→ SUPPLIED PASSAGE:
+===+
Files
podman/docs/source/markdown/podman-wait.1.md.in
Paul Holzinger 80639df27a podman wait: allow waiting for removal of containers
By default wait only waits for the exit of a container, there is really
no way to make it wait for the removal too when the container was
created with --rm. I though I found a clever way in 8a943311db but this
is not working race free. While it works most of the time any other
parallel process might call syncContainer() before the cleanup process
holds the lock until it removes it. As such the wait hack to only update
the state and not sync the exit file did not work so we can drop that.

However the test wants to wait for the removal to happen by the cleanup
process and we can already say --condition=removing to do this but this
will throw an error if the ctr was removed instead of counting this as
success so fix that as well.

Fixes #23640

Signed-off-by: Paul Holzinger <pholzing@redhat.com>
2024-08-16 15:44:02 +02:00

90 lines
2.8 KiB
Markdown

% podman-wait 1
## NAME
podman\-wait - Wait on one or more containers to stop and print their exit codes
## SYNOPSIS
**podman wait** [*options*] *container* [...]
**podman container wait** [*options*] *container* [...]
## DESCRIPTION
Waits on one or more containers to stop. The container can be referred to by its
name or ID. In the case of multiple containers, Podman waits on each consecutively.
After all conditions are satisfied, the containers' return codes are printed
separated by newline in the same order as they were given to the command. An
exit code of -1 is emitted for all conditions other than "stopped" and
"exited".
+===+
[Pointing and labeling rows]
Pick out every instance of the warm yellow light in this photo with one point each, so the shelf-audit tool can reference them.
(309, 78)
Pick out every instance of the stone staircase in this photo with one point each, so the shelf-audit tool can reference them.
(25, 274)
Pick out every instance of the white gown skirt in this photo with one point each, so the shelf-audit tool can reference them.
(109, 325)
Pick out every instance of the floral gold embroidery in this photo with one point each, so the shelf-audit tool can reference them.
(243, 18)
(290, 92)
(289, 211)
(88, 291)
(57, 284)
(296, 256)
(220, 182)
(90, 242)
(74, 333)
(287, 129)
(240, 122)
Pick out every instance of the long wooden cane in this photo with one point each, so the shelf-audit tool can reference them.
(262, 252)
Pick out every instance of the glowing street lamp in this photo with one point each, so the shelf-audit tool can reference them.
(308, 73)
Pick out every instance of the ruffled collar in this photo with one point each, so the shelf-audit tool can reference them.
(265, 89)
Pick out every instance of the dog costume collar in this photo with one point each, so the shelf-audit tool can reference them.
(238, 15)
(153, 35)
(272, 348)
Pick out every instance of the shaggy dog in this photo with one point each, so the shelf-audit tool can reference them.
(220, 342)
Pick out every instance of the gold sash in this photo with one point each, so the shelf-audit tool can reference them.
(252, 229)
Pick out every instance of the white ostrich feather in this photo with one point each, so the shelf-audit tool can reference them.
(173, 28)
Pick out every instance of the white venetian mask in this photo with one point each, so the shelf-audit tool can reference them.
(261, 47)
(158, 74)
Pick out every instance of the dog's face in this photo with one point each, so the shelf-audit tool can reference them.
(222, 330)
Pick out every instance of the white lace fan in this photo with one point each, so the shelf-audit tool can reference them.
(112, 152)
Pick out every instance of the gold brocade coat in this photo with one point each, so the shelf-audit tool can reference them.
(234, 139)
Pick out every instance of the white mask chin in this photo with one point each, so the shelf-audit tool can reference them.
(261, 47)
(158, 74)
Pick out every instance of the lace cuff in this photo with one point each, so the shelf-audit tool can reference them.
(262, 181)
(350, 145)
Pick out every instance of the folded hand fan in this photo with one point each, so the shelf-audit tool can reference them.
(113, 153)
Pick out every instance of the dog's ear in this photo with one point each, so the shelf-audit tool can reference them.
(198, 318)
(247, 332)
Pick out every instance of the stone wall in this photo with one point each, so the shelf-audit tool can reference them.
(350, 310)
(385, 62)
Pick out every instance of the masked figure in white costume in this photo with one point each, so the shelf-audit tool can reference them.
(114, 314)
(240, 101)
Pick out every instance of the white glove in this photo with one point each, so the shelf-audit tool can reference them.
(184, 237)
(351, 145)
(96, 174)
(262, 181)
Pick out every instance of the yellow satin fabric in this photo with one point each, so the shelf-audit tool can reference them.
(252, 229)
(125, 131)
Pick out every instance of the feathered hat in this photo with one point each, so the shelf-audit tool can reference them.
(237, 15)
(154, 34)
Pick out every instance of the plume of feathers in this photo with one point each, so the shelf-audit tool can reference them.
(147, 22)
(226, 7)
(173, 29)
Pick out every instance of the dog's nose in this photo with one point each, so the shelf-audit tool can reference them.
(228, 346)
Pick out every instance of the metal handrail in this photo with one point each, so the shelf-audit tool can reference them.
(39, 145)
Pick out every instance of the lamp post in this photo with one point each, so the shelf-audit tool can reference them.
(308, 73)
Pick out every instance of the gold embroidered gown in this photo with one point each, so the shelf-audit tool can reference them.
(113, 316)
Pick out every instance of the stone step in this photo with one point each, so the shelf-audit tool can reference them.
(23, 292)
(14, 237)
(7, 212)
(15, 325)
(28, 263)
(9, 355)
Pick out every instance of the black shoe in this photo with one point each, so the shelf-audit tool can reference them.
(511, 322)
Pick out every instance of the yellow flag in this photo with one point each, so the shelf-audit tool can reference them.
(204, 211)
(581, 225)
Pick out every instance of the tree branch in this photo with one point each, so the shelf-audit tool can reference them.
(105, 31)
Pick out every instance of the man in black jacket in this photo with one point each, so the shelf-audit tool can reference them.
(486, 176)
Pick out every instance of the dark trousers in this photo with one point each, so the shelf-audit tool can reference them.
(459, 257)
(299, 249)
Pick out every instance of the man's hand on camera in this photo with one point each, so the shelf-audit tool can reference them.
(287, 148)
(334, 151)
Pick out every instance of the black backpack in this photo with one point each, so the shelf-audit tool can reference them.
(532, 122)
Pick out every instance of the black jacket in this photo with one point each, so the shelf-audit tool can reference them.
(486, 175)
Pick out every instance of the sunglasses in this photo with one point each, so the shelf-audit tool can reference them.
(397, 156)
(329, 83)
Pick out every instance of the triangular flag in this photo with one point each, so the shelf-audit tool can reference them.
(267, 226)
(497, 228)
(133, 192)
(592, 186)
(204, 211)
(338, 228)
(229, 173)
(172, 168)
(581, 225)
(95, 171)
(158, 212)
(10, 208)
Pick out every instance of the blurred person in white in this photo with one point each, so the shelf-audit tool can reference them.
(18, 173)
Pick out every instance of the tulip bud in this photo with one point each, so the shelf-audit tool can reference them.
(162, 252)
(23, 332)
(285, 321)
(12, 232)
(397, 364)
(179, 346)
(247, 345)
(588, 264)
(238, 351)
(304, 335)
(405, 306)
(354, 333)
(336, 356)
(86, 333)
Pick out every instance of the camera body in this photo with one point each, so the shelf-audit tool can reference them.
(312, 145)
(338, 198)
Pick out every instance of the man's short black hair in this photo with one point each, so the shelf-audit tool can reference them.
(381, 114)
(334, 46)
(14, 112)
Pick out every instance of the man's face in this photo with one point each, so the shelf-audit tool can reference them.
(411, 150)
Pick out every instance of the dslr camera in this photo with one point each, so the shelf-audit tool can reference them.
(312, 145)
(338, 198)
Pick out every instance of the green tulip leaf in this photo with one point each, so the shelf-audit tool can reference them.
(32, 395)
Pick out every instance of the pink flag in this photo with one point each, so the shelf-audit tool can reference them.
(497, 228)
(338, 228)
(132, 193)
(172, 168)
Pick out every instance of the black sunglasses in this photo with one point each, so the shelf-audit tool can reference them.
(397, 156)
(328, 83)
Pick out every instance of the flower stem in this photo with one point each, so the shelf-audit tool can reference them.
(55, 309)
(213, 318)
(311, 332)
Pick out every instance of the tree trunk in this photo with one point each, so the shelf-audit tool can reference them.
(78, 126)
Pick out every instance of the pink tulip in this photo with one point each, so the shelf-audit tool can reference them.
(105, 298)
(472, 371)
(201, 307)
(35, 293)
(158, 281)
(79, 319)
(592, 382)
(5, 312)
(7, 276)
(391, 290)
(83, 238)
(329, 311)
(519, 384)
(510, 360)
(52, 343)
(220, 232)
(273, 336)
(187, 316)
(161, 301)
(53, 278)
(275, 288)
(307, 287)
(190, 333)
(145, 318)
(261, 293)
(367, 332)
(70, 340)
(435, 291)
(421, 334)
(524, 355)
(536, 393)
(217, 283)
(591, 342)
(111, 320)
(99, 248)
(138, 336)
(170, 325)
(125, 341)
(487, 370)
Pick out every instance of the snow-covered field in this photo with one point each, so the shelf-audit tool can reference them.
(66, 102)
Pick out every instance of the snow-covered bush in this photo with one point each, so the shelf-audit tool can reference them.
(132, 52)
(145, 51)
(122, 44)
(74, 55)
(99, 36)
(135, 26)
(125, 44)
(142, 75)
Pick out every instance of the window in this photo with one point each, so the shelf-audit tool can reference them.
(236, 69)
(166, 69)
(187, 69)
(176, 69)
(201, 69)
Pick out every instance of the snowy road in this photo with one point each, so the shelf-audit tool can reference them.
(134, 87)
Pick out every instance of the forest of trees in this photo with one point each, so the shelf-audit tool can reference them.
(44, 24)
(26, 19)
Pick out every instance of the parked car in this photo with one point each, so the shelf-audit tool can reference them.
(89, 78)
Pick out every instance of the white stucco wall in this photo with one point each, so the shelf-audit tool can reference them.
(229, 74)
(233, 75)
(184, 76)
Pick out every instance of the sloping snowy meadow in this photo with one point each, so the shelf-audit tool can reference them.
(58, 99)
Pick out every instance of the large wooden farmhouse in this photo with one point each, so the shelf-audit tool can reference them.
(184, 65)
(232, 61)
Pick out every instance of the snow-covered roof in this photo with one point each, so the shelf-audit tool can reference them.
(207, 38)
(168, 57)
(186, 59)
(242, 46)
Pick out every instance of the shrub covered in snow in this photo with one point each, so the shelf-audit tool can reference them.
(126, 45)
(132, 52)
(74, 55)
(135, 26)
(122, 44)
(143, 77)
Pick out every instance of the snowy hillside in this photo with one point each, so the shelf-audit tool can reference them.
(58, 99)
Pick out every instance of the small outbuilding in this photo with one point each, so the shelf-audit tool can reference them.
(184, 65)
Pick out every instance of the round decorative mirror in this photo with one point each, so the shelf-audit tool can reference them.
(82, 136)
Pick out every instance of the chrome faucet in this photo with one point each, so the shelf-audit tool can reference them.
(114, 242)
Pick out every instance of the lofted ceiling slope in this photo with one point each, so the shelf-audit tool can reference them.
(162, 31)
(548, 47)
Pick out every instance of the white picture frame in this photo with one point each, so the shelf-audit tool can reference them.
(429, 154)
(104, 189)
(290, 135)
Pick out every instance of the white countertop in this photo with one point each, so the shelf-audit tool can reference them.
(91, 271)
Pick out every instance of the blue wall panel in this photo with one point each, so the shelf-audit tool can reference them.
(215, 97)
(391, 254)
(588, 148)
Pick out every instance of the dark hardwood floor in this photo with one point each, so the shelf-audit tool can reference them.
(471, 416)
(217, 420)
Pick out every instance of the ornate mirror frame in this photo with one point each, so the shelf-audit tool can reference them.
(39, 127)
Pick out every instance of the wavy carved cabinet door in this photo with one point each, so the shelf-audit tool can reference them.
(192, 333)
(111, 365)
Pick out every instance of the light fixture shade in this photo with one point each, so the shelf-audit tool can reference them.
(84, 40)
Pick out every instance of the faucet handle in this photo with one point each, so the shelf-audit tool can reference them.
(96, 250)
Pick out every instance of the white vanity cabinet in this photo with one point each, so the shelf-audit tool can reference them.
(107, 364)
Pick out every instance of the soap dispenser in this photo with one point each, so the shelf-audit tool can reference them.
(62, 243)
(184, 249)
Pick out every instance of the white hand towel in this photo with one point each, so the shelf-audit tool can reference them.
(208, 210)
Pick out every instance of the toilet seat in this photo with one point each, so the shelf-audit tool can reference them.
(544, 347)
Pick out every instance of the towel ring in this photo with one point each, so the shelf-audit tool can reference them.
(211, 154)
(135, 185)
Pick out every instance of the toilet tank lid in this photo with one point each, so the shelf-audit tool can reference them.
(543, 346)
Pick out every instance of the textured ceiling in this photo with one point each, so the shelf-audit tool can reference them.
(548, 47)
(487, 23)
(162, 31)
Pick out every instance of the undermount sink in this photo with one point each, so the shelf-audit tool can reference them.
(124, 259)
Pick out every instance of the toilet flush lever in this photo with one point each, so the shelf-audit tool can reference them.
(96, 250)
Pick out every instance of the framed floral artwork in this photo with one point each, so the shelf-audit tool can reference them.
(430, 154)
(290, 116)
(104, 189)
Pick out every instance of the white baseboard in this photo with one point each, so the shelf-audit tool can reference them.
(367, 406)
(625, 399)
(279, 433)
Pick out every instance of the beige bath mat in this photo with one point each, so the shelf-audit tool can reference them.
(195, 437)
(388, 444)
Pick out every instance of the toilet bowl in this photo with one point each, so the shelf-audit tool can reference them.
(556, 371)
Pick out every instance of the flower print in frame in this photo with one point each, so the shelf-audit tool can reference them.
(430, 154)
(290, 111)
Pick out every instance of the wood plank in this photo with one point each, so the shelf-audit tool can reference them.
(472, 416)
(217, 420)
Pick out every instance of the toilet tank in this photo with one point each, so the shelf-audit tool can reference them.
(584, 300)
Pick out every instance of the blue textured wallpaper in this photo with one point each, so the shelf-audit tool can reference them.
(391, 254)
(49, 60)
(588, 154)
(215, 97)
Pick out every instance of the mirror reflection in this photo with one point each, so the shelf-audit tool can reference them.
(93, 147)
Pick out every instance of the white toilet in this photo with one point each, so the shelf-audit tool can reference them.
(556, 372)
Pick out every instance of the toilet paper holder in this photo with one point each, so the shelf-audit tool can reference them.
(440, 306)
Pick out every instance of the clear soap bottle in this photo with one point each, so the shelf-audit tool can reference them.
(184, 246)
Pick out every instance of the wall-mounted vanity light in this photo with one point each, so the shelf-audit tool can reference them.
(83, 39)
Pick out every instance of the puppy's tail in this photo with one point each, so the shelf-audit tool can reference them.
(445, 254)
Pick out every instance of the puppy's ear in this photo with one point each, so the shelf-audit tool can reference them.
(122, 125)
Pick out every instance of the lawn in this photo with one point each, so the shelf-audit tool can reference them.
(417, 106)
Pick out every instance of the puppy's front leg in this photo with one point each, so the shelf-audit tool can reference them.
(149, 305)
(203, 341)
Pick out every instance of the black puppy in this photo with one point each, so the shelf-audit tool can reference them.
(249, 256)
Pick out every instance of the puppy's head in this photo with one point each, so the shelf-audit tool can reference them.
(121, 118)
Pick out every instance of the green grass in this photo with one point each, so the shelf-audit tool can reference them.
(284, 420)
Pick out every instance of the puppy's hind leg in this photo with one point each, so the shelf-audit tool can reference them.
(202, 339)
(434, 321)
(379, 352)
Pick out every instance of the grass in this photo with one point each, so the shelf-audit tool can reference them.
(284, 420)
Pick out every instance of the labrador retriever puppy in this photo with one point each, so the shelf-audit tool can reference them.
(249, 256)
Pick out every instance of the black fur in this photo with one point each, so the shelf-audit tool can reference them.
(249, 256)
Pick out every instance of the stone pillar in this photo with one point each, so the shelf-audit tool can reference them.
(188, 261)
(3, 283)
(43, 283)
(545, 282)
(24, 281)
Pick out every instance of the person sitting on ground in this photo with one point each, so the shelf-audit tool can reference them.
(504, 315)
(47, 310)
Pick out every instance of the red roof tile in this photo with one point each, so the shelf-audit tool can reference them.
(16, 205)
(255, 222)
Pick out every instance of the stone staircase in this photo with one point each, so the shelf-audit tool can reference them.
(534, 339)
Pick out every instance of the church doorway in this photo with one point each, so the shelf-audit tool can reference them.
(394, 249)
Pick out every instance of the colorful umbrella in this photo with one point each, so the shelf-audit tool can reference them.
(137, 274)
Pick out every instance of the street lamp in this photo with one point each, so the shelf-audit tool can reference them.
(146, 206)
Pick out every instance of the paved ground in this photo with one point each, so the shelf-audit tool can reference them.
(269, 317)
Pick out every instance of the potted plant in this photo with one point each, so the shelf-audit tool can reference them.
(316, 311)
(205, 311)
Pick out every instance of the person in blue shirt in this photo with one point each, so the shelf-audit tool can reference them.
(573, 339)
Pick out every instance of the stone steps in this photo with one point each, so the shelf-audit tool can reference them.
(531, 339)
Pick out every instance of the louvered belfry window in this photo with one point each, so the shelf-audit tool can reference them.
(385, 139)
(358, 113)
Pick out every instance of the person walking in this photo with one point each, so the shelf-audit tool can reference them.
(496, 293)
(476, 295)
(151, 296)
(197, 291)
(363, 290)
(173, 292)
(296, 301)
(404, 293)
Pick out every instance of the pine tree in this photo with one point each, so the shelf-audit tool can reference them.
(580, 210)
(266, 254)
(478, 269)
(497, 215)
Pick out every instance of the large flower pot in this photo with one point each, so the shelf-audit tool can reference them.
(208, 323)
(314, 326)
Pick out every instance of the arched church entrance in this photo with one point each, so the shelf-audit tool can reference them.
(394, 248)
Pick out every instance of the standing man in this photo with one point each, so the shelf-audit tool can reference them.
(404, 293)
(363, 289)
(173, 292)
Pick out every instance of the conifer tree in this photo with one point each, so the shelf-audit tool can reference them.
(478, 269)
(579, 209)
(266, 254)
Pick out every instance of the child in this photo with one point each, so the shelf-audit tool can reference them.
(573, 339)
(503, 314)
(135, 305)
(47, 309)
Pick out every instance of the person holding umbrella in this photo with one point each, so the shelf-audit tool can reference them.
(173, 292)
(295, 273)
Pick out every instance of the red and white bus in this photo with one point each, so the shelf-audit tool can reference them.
+===+
→ JOB:
For each statement below, say yes or no to whether it agrees with the podman wait page, and quote the words of the page that settle it.
1. By default, podman wait waits for a container to be removed as well as to exit.
2. When several containers are given, Podman waits on them one after another.
3. An exit code of -1 is printed for the "stopped" condition.

→ ANSWER BELOW:
1. No: "By default wait only waits for the exit of a container"
2. Yes: "In the case of multiple containers, Podman waits on each consecutively."
3. No: "An exit code of -1 is emitted for all conditions other than "stopped" and "exited"."